* TASKS TO PERFORM
1. Please restate the Lee Bowers passage between "One of them, Walter" and "near Midlothian, Texas.", inclusive, swapping "reporters" for "journalists".
2. According to the Lee Bowers passage, what kind of structure was Bowers perched in when he watched the area behind the fence?
3. Translate this sentence from the Lee Bowers passage into Spanish: "Friends of Bowers said he hadn't told the whole story of everything he had seen that day."
# START OF TEXT TO READ
41
Another Key Witness Conveniently Silenced: Lee Bowers
Lee Bowers was the best witness to multiple shooters in Dallas, as he had a bird’s eye view of Dealey Plaza from a high spot looking down toward the grassy knoll. He was a solid citizen and witness and was sure about what he saw.
One witness was in a better position than anyone else to observe suspicious activity by the fence at the top of the grassy knoll. This was railway worker Lee Bowers, perched in a signal box which commanded a unique view of the area behind the fence. Bowers said that, shortly before the shots were fired, he noticed two men standing near the fence.420
Here’s how Bowers described the men he saw:
One was ‘middle-aged’ and ‘fairly heavyset,’ wearing a white shirt and dark trousers. The other was ‘mid-twenties in either a plaid shirt or plaid coat . . . these men were the only two strangers in the area. The others were workers that I knew.’ Bowers also said that when the shots were fired at the President ‘in the vicinity of where the two men I have described were, there was a flash of light, something I could not identify, but there was something which occurred which caught my eye in this immediate area on the embankment . . . a flash of light or smoke or something which caused me to feel that something out of the ordinary had occurred there.’421
So I know you’re probably saying to yourself, Wow, what an incredibly valuable witness, and I’m sure the Warren Commission thought so, too. Well, before you get too excited, here’s what they did:
Lee Bowers was questioned by the Warren Commission but was cut off in mid-sentence when he began describing the ‘something out of the ordinary’ he had seen. The interrogating lawyer changed the subject.422
Friends of Bowers said he hadn’t told the whole story of everything he had seen that day.
One of them, Walter Rischel, told reporters that his friend had been afraid to talk about everything he had witnessed during the JFK assassination. Rischel said that Bowers feared to ‘go public’ with the additional information, and for some very good reasons. Bowers had also reportedly confided the same thing in his minister.423
And then he was killed in what was, at first, reported as a one-car accident on a long, open lonely stretch of road near Midlothian, Texas.
# END OF TEXT TO READ
# START OF MATERIAL
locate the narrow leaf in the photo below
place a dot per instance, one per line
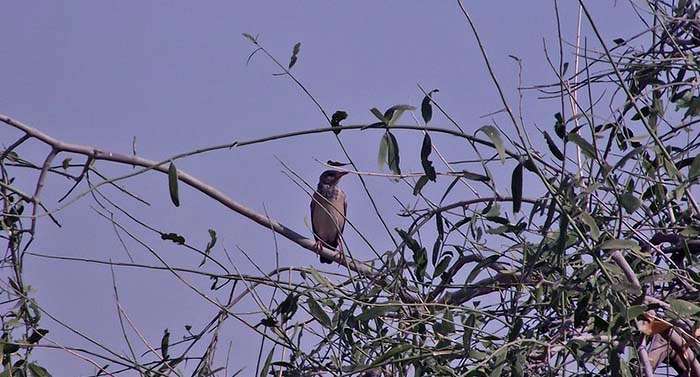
# END OF MATERIAL
* COMPLETE ANSWERS
1.
One of them, Walter Rischel, told journalists that his friend had been afraid to talk about everything he had witnessed during the JFK assassination. Rischel said that Bowers feared to ‘go public’ with the additional information, and for some very good reasons. Bowers had also reportedly confided the same thing in his minister.423
And then he was killed in what was, at first, reported as a one-car accident on a long, open lonely stretch of road near Midlothian, Texas.

2. A signal box.

3. Los amigos de Bowers dijeron que no había contado toda la historia de todo lo que había visto ese día.